BRIEF:
Look down the entries below and report how many lines hold the string "bark"; write nothing else.
· · · · · · ·
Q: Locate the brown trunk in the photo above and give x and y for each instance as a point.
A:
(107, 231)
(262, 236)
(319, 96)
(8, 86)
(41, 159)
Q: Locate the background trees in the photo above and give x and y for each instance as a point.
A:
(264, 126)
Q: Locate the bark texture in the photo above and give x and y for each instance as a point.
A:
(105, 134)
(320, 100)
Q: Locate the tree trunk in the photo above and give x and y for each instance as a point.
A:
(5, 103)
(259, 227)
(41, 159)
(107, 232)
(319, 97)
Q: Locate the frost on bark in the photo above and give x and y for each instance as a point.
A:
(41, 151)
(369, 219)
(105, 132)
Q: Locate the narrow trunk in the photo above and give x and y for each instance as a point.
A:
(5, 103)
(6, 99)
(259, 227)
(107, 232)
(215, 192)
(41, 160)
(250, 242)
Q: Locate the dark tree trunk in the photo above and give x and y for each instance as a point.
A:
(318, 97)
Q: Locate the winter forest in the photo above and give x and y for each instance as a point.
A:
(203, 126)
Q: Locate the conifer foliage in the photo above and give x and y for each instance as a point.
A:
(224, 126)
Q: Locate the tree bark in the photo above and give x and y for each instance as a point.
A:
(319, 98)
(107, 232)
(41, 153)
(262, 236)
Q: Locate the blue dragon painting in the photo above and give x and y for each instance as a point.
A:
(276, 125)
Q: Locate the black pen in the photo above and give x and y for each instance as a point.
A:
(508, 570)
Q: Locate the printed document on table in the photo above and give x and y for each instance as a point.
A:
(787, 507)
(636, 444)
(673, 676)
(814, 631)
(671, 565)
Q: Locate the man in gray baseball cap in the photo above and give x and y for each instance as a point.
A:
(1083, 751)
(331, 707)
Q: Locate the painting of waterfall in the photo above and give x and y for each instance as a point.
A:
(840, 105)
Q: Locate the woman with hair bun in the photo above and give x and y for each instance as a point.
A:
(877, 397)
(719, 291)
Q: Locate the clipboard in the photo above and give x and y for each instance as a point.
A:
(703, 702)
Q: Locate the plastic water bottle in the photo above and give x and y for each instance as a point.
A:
· · · · · · ·
REPLY:
3